begin Information shown
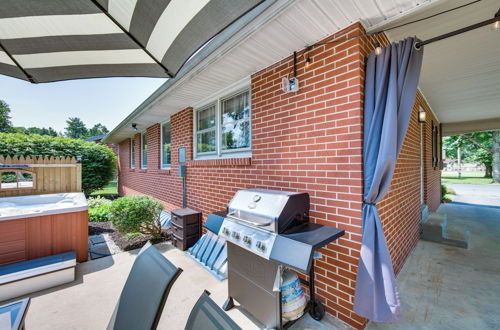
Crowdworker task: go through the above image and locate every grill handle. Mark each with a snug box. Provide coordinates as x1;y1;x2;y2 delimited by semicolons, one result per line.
227;212;273;227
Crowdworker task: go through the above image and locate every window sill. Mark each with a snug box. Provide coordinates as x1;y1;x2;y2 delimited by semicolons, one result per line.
188;157;252;167
158;168;172;175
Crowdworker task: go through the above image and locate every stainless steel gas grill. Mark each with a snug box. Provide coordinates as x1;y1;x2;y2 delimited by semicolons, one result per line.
219;189;344;329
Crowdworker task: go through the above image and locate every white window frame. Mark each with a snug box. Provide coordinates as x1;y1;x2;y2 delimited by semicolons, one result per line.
141;131;148;170
160;119;172;170
130;138;137;169
193;79;252;159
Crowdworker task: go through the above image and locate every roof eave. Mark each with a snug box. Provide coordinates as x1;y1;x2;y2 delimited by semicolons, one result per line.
102;0;278;143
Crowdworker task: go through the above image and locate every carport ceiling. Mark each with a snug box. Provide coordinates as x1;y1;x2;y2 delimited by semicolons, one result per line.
372;0;500;131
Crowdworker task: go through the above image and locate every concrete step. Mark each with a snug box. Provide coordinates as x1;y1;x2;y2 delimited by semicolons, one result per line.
442;227;470;249
420;212;470;249
420;212;448;242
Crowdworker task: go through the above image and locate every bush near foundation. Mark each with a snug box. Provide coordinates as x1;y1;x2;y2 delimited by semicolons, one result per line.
0;133;116;196
109;196;163;238
87;197;111;222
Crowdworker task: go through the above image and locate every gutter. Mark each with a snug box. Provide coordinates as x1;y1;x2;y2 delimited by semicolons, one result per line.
102;0;282;143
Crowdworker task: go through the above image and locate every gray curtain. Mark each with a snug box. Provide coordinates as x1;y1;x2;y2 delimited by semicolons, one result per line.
354;38;423;322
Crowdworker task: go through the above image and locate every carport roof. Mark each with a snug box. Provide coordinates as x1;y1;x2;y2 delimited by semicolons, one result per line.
105;0;500;143
376;0;500;135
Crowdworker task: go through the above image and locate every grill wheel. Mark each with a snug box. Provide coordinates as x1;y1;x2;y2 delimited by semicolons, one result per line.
309;299;325;321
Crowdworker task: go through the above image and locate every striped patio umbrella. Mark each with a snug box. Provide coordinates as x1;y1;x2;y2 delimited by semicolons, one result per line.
0;0;262;83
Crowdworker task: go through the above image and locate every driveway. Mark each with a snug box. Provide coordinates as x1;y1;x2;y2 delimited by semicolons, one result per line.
446;184;500;207
368;202;500;330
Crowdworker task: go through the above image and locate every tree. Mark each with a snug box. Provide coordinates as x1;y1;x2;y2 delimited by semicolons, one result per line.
0;133;116;195
443;131;500;183
64;117;88;139
12;126;59;136
492;130;500;183
0;100;12;133
87;123;109;137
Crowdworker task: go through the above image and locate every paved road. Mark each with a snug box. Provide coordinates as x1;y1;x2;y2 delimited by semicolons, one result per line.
446;184;500;207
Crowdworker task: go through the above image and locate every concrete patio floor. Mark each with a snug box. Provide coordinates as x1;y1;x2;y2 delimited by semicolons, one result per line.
3;243;345;330
368;203;500;329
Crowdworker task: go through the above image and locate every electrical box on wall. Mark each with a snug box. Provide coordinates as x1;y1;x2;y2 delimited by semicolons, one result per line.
179;165;186;178
281;77;299;93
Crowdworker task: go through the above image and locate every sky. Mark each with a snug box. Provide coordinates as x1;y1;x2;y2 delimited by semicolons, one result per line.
0;75;166;132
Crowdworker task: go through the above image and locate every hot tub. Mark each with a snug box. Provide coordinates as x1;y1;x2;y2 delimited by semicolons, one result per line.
0;193;88;265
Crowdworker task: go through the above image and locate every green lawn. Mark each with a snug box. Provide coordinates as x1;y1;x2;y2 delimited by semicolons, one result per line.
90;182;118;196
441;171;492;185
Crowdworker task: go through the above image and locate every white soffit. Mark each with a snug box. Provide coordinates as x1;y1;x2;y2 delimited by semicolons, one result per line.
376;0;500;127
107;0;436;142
end Information shown
Return every one of the lines above word for word, leaving out the pictures.

Crowdworker task: go through the above image and locate every grill handle. Mark each with a snug box. Provide coordinates as x1;y1;x2;y2 delimited by semicolons, one result per line.
227;212;273;227
Crowdworker task: go through the above image and locate every window sill. Mark each with a snug box. Provide coordinates as x1;y1;x2;y2 delimited by semicolons, one result per line.
188;157;252;167
158;168;172;175
Crowdworker task: go through the above image and locate every stainless steel gas grill. Mark each with a snug box. Provide coordinates as x1;y1;x2;y2 delimited by semicolons, one result per line.
219;189;344;329
Crowdworker task: go through the above image and locate every white window frame. Mark each with a snug box. Provide coordinates as x1;y1;x2;y2 delimited by semicolons, one result per line.
141;131;148;170
160;119;172;170
130;138;137;169
193;79;252;159
Crowdworker task: go through the above image and locate every roof eave. Mark each with a snug box. Provide coordinates as x1;y1;x2;y2 delimited by semicolons, one result per line.
102;0;278;143
Crowdworker task: go through the above image and locate every carport ceiling. Mark each with a snug box. Provide coordinates as x1;y1;x2;y2 delimited by semicolons, one result per line.
372;0;500;131
Crowdworker task: go through the above image and locate every concrete step. Mark each with a snug box. Provide coordinates as x1;y1;x2;y2 delimited by semicolons, one result per line.
442;227;470;249
420;212;470;249
420;212;448;242
Crowdworker task: go through the above image and locate every bush near foundation. Mark each with a snug box. Provide coordinates as x1;y1;x2;y2 delimited by semicolons, one result per line.
0;133;116;196
109;196;163;238
87;197;111;222
Crowdworker task: go through the above image and locate every gutter. Mark each with a snug box. Provide coordinates as x1;y1;x2;y2 delimited by semicolons, one result per line.
102;0;282;143
Crowdworker task: go through the above image and locate every gray curtain. Mark each with a snug box. Provide coordinates as x1;y1;x2;y2 delimited by semicolons, one result per line.
354;38;423;322
Crowdworker task: go through the above image and locate every carport roof. Mark each with a snug box. Provide coordinates as x1;y1;x2;y2 delimited by semicolons, one result per line.
105;0;500;143
376;0;500;135
Crowdworker task: go through the above image and locate every grill wheel. Mark each with a snug box. Provide coordinates as x1;y1;x2;y2 delimited by semicolons, one result per line.
309;299;325;321
Crowdworker task: go through the above image and locate every striped patio umbrella. Mark each with a snug box. Provide coordinates as x1;y1;x2;y2 delimited by semicolons, one result per line.
0;0;262;83
Crowdworker task: go through the above image and locate every driveway. Mark each with a snug box. Provide coordinates as x1;y1;x2;y2 delimited by semicolons, one result per line.
446;184;500;207
368;202;500;330
Crowdworker task: go through the above image and locate every tree. Mark each with a snug box. Provide coordinates as x1;y1;x2;y2 delimited by semicolons, one result per line.
0;133;116;195
443;131;500;183
64;117;88;139
12;126;59;136
492;130;500;183
0;100;12;133
87;123;109;137
Crowdworker task: go through the above image and locate every paved road. Mark each with a snug box. Provide coordinates as x1;y1;x2;y2 delimited by semicolons, one result per line.
446;184;500;207
Crowdworker task: go through the above image and locate every concrete patio floor. Mark each with a snug box. Provide coordinates as x1;y1;x2;y2 delimited by semicolons, one result per line.
3;243;345;330
368;203;500;329
Crowdworker task: go through the above image and locate every electrical box on wall. Mark each with a snug box. Provide coordinates as x1;y1;x2;y2 delimited by semicolons, one result per line.
179;165;186;178
281;77;299;93
Crowdworker task: go through the above image and locate every sky. Mark each with a snug box. Provide coordinates as x1;y1;x2;y2 delimited by semicolons, one result per line.
0;75;166;132
Crowdworker task: go through the above image and locate every hot tub. Mark each with a snug box. Provide coordinates as x1;y1;x2;y2 delimited by semicolons, one result per line.
0;193;88;265
Crowdworker task: go through the above image and locate every green lawn. Mark each with a snug box. Provide coordinates as x1;y1;x2;y2 delimited by semicolons, one result per line.
90;182;118;196
441;171;492;185
Crowdworker task: go through the above image and locate every white soffit. Mark each with a snug box. Provide coordinates as x1;y1;x2;y2 delimited by semicolons, one result per line.
376;0;500;127
107;0;436;142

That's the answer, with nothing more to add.